▶ [Passage]:
> > Did anyone else calculate there age when Y2K hits? Did you wonder how > if you'd still be alive then? Are you doing anything now to live a > less risky lifestyle so that you will be around at Y2K? I mean, we're > so close, I'd hate to miss it.My earliest memory of any of this was 3rd grade math class (1974?) when the teacher said, "By the year 2000, most of you are going to be 35".
I didn't think much about it. What would I be doing at 35? I'd figure I'd be married (to one of the girls in the class, natch), perhaps a couple of kids, and working at some job (exactly what kind of job? Hell if I knew. "What do you want to be when you grow up?" "I don't know")
Well, here I am, still single. . .Work? I'm a medical librarian at a major county hospital, and am satisfied with it.
As far as what would life be like in general: I used to read a lot of science fiction books. We had the stories where live in the 1980's, let alone in 2000, would be full of flying cars , robots, and safe, clean nuclear energy. Then we had the stories about how we'd all be destroyed by various types of environmental degradation (pollution, new ice age, etc.), economic/political instability (inflation, large scale unemployment, race riots and such) and/or war (especially nuclear war)
Then there was the really freaky stuff, like cloning human beings and other artificial reproduction techniques. (Much of which came to pass-- not cloning of humans (yet)--but artificial insemination techniques)
So we didn't get the flying cars, but we did get a lot of technological advancement that made our lives easier. (Who, outside of a few academic circles, would have ever thought up this thing called the Internet--and envisioned it being the commercial success that it is? It was only a few years ago that the Web was filled with almost nothing but academic papers and a few student home pages. Now everywhere you go, it's "dot-com" this and "www" that!)
And no, the Commies haven't nuked us, and our major cities are not quite at the "Blade Runner" stage yet. We've come a long way in dealing with many of the environmental and social problems of the earlier decades, but we've still got a long way to go.

▶ [Input data]:
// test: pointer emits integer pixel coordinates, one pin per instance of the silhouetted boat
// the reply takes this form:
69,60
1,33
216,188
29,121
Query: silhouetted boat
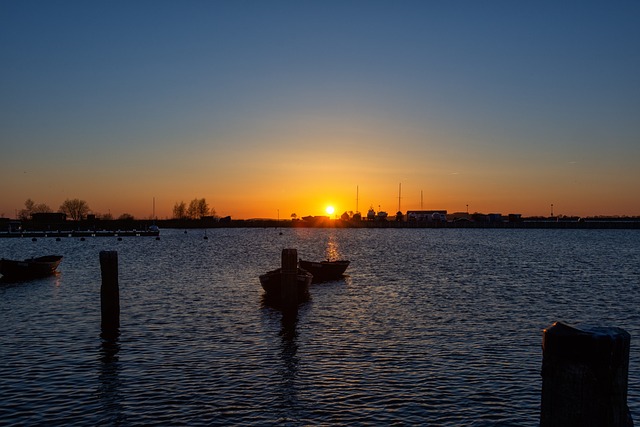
325,270
29,268
271,280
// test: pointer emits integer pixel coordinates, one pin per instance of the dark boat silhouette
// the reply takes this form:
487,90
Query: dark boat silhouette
271,280
324,271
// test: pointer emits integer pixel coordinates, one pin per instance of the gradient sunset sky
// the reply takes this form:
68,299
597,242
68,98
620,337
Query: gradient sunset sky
268,108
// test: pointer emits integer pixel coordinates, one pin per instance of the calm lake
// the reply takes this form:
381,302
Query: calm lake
437,327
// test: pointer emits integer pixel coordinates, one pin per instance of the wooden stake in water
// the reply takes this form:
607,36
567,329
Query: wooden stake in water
288,285
584,377
109,293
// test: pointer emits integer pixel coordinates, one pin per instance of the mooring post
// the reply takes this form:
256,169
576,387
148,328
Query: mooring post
288,285
584,377
109,293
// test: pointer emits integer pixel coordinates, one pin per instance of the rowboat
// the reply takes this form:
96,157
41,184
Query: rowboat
325,270
271,282
29,268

▶ [What to do]:
1 - Copy out the part of the Y2K post starting with "As far as what" and going on through "(especially nuclear war)".
2 - Summarize the Y2K post in two sentences.
The rows have no connection to the Y2K post.

▶ [Responses per task]:
1 -
As far as what would life be like in general: I used to read a lot of science fiction books. We had the stories where live in the 1980's, let alone in 2000, would be full of flying cars , robots, and safe, clean nuclear energy. Then we had the stories about how we'd all be destroyed by various types of environmental degradation (pollution, new ice age, etc.), economic/political instability (inflation, large scale unemployment, race riots and such) and/or war (especially nuclear war)

2 - The writer first thought about the year 2000 in a third-grade math class around 1974, when the teacher said most of the students would be 35 by then, and is now still single and satisfied working as a medical librarian at a major county hospital. Science fiction had promised flying cars, robots and various disasters, and while the flying cars never came, technology such as the Internet made life easier, and many environmental and social problems of earlier decades have been addressed, with a long way still to go.